• [Set task] Reproduce verbatim the final portion of the material below, from the line containing "Objective: a point on each instance of the dark" through its last line, and nothing else.
* Start Exercise input *
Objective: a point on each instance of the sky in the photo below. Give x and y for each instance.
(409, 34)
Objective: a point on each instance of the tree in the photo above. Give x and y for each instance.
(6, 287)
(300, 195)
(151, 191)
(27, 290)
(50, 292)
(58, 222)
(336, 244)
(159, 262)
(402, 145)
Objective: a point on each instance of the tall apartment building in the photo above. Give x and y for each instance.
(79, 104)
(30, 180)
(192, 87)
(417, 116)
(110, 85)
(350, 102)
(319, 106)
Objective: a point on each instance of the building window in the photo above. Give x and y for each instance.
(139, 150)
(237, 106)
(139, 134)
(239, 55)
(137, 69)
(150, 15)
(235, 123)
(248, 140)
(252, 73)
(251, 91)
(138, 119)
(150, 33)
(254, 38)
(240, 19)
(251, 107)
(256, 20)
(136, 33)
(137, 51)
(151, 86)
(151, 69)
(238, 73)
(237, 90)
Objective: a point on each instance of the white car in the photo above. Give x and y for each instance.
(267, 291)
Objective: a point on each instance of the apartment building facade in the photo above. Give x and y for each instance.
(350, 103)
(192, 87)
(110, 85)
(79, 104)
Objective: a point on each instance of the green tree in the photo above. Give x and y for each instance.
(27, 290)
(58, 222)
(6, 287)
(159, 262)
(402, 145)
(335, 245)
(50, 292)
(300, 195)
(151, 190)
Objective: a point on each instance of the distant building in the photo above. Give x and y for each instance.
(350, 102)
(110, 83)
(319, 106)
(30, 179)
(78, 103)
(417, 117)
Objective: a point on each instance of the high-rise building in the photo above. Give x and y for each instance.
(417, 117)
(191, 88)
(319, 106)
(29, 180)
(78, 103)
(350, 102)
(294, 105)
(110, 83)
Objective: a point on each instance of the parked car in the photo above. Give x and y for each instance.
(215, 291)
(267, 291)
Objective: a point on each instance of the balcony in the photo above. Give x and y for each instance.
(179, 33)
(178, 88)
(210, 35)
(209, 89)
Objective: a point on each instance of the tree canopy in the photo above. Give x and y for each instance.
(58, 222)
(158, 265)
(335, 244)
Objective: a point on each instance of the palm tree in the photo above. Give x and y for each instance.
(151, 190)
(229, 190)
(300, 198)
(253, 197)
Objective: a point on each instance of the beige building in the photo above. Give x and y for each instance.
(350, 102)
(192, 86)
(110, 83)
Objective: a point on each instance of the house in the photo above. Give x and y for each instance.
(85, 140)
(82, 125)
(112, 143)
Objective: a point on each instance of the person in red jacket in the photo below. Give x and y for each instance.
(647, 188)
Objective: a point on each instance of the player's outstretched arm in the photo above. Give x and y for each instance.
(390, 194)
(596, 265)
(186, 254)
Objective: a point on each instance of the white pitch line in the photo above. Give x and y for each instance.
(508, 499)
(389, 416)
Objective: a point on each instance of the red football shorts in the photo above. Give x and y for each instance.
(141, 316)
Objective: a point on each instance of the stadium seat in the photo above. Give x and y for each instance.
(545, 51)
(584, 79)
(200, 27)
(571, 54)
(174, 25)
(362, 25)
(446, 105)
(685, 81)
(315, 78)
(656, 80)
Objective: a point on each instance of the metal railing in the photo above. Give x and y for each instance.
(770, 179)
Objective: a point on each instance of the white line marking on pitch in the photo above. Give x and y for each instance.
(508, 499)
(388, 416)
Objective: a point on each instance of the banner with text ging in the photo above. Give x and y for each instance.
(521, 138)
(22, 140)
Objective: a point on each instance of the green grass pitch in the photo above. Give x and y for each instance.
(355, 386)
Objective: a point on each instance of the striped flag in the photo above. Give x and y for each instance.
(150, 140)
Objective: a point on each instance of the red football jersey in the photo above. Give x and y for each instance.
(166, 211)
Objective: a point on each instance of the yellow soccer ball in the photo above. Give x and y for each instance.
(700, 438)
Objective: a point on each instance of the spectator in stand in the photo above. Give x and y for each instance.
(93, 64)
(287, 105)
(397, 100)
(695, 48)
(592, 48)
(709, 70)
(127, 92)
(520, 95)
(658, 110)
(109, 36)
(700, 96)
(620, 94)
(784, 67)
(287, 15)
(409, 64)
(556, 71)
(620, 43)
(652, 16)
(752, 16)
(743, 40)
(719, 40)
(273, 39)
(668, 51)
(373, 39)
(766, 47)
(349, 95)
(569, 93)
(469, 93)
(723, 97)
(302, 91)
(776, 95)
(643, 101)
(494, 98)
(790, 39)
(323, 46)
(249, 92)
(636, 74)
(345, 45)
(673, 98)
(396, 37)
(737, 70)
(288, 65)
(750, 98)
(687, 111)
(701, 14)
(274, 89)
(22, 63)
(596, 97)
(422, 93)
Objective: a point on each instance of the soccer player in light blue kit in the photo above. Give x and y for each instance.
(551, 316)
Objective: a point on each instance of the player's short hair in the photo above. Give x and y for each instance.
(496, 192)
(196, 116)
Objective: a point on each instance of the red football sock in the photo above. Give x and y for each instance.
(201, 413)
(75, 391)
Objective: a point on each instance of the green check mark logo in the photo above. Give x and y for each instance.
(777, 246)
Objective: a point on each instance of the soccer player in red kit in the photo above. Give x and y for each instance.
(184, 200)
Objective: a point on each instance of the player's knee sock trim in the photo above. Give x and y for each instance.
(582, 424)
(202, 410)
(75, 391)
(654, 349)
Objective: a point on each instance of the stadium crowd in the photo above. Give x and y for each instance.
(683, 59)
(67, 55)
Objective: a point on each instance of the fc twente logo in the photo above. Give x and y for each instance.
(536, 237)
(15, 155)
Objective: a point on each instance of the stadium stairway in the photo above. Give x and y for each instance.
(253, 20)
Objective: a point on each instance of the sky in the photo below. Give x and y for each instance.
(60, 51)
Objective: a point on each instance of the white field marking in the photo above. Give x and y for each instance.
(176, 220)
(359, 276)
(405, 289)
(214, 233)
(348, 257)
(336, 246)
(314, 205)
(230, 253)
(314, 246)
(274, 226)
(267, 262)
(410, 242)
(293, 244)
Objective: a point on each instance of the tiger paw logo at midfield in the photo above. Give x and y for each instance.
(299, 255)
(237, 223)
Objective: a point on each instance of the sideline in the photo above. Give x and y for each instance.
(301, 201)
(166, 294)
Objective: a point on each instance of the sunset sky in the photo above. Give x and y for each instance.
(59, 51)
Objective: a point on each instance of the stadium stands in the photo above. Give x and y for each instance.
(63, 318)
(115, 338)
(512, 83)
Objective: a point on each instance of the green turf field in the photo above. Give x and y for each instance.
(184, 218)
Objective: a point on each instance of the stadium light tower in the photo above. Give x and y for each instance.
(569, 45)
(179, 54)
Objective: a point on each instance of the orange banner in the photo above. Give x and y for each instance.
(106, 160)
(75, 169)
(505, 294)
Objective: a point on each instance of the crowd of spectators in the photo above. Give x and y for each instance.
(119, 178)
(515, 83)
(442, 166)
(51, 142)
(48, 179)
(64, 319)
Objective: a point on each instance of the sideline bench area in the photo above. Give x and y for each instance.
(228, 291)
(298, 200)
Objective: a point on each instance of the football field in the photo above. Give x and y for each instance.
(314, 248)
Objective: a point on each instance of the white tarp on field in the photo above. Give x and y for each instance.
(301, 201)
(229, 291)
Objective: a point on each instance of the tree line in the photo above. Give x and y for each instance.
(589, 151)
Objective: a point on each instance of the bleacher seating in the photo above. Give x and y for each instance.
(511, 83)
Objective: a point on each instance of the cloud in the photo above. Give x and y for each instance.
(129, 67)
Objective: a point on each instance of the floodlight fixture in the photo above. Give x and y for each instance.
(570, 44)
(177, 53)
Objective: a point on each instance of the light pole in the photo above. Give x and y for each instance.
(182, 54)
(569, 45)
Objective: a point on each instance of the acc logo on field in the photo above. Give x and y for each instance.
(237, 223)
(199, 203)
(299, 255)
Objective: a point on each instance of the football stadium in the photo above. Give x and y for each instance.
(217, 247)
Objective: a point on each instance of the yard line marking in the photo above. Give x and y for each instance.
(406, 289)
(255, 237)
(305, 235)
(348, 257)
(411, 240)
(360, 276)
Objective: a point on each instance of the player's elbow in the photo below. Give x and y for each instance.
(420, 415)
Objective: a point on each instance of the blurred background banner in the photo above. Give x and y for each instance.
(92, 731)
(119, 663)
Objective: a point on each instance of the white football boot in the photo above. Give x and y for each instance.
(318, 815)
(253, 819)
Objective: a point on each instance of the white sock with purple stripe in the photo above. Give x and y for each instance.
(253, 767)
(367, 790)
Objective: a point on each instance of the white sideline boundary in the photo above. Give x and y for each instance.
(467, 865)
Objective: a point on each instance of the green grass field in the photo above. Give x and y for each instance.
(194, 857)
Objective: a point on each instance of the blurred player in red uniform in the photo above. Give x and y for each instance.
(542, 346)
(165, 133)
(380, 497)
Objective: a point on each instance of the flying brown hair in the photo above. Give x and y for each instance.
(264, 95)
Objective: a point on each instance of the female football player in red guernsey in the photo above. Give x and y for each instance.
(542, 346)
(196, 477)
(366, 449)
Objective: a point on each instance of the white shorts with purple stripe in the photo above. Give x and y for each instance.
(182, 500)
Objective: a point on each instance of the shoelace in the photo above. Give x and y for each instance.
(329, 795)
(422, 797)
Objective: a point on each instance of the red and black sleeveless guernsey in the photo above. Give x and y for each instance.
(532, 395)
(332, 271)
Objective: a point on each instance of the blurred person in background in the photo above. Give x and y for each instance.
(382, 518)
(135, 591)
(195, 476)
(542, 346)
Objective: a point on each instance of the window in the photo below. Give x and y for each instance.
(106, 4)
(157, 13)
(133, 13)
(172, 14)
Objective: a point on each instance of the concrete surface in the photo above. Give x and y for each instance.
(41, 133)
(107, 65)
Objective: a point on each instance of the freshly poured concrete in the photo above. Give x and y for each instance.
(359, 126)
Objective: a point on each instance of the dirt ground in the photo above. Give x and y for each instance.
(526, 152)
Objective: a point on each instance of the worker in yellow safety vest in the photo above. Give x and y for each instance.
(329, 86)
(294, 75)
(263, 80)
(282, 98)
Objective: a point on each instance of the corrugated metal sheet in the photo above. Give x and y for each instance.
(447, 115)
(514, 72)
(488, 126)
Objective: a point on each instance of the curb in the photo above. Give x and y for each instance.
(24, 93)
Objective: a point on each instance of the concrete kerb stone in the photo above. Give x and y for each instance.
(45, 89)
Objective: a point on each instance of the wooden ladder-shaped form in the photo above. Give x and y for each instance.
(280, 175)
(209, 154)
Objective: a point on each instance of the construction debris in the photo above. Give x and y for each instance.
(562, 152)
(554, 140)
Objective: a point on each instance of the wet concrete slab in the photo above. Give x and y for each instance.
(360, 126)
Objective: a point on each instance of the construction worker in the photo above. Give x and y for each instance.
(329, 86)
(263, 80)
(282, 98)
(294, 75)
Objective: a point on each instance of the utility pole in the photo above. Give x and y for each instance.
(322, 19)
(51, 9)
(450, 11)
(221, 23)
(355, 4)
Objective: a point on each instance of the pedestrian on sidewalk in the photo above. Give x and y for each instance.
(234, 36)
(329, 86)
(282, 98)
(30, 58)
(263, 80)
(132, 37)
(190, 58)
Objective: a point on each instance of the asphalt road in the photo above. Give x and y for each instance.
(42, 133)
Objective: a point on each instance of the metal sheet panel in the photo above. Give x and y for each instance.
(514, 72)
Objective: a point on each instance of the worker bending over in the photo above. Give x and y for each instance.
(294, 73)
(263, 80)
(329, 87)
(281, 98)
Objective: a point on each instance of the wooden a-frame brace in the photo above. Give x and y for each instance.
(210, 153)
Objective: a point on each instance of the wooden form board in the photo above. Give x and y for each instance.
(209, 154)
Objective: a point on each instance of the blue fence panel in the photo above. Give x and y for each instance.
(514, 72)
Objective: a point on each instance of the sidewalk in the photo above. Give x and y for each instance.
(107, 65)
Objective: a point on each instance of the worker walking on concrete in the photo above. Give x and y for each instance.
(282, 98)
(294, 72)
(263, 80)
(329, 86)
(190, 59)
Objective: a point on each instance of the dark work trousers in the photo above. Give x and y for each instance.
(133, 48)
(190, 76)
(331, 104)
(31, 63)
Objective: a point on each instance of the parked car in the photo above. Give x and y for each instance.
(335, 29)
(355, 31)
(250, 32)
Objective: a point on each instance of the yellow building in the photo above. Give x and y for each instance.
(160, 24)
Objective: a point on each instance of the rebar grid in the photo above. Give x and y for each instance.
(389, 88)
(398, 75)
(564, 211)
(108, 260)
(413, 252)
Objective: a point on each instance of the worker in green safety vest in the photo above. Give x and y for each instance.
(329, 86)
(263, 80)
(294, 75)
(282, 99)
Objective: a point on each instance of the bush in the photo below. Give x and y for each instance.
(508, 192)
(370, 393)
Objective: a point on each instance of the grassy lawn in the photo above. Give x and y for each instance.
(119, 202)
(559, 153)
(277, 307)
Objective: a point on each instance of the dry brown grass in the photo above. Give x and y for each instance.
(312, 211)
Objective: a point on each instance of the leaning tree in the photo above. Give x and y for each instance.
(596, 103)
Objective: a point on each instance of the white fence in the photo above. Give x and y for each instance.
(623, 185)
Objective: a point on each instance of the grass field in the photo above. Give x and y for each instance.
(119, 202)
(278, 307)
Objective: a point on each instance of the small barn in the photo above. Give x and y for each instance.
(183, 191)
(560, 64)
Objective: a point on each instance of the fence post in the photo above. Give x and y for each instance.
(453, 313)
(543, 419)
* End Exercise input *
• [The solution]
Objective: a point on each instance of the dark work trousers in the photo above. Give x and y for each instance.
(133, 48)
(190, 76)
(331, 104)
(31, 63)
Objective: a point on each instance of the parked car in the photo above. Give x and y for each instance.
(335, 29)
(355, 31)
(250, 32)
Objective: a point on each instance of the yellow building in the photo above. Give x and y for each instance.
(160, 24)
Objective: a point on each instance of the rebar grid in the photo above. Give x and y for each instance.
(389, 88)
(398, 75)
(564, 211)
(108, 260)
(413, 252)
Objective: a point on each instance of the worker in green safety vest in the photo above. Give x and y for each instance.
(329, 86)
(263, 80)
(294, 75)
(282, 99)
Objective: a point on each instance of the bush in the photo below. Give x and y for each instance.
(508, 192)
(370, 393)
Objective: a point on each instance of the grassy lawn in the photo above. Give x and y for each instance.
(119, 202)
(559, 153)
(277, 307)
Objective: a point on each instance of the dry brown grass in the photo above. Give x and y for each instance.
(312, 211)
Objective: a point on each instance of the leaning tree in the photo above. Give x and y for each instance.
(596, 103)
Objective: a point on each instance of the white fence in the photo above. Give x and y for each instance.
(623, 185)
Objective: a point on each instance of the grass field in the photo above. Give x and y for each instance.
(119, 202)
(278, 307)
Objective: a point on each instance of the small barn in the photo above. Give x and y for each instance.
(183, 191)
(560, 64)
Objective: a point on each instance of the fence post in the photo above. Give x and y for each instance.
(453, 313)
(543, 419)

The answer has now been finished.